## Do this
Recast the entries below as a two-column CSV with the headers entry_text and answer, one row per entry. Put each entry's text and its answer in a single quoted field apiece, turn line breaks into spaces, and leave the pictures out.

## Input data

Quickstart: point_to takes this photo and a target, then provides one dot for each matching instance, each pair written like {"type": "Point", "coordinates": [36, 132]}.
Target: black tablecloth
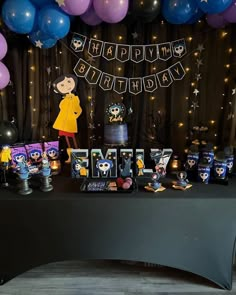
{"type": "Point", "coordinates": [192, 230]}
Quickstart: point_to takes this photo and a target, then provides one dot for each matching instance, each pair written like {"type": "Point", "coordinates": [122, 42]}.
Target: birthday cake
{"type": "Point", "coordinates": [115, 130]}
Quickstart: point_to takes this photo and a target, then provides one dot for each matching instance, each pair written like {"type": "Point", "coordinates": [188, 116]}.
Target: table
{"type": "Point", "coordinates": [192, 230]}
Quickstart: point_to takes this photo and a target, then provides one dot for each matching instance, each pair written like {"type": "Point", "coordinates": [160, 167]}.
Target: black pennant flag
{"type": "Point", "coordinates": [151, 53]}
{"type": "Point", "coordinates": [164, 50]}
{"type": "Point", "coordinates": [120, 85]}
{"type": "Point", "coordinates": [77, 42]}
{"type": "Point", "coordinates": [150, 83]}
{"type": "Point", "coordinates": [177, 71]}
{"type": "Point", "coordinates": [95, 47]}
{"type": "Point", "coordinates": [135, 85]}
{"type": "Point", "coordinates": [164, 78]}
{"type": "Point", "coordinates": [93, 75]}
{"type": "Point", "coordinates": [81, 68]}
{"type": "Point", "coordinates": [179, 48]}
{"type": "Point", "coordinates": [137, 53]}
{"type": "Point", "coordinates": [109, 51]}
{"type": "Point", "coordinates": [123, 52]}
{"type": "Point", "coordinates": [106, 81]}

## Exercise result
entry_text,answer
"Quickstart: point_to takes this photo and a target, then provides one dot for each matching instance, each pair written like {""type"": ""Point"", ""coordinates"": [36, 132]}. Target: black tablecloth","{""type"": ""Point"", ""coordinates"": [192, 230]}"
"Quickstart: point_to takes this photo and a target, then provides one dot for each matching instance, each pair written like {""type"": ""Point"", ""coordinates"": [122, 42]}. Target: birthday cake","{""type"": ""Point"", ""coordinates"": [115, 130]}"
"Quickstart: point_to takes this photo and a target, then provides one dot for each matching instance, each pair written like {""type"": ""Point"", ""coordinates"": [188, 116]}. Target: table","{""type"": ""Point"", ""coordinates"": [192, 230]}"
"Quickstart: point_to takes this photo and a target, then provides one dot for each matching instance, each pair written like {""type"": ""Point"", ""coordinates"": [160, 167]}. Target: black pennant flag","{""type"": ""Point"", ""coordinates"": [151, 53]} {""type"": ""Point"", ""coordinates"": [164, 50]} {""type"": ""Point"", ""coordinates"": [120, 85]} {""type"": ""Point"", ""coordinates"": [77, 42]} {""type"": ""Point"", ""coordinates"": [150, 83]} {""type"": ""Point"", ""coordinates"": [177, 71]} {""type"": ""Point"", ""coordinates"": [95, 47]} {""type"": ""Point"", ""coordinates"": [135, 85]} {""type"": ""Point"", ""coordinates"": [164, 78]} {""type"": ""Point"", ""coordinates"": [93, 75]} {""type"": ""Point"", ""coordinates"": [81, 68]} {""type"": ""Point"", ""coordinates"": [179, 48]} {""type"": ""Point"", ""coordinates"": [137, 53]} {""type"": ""Point"", ""coordinates"": [109, 51]} {""type"": ""Point"", ""coordinates"": [123, 52]} {""type"": ""Point"", ""coordinates"": [106, 81]}"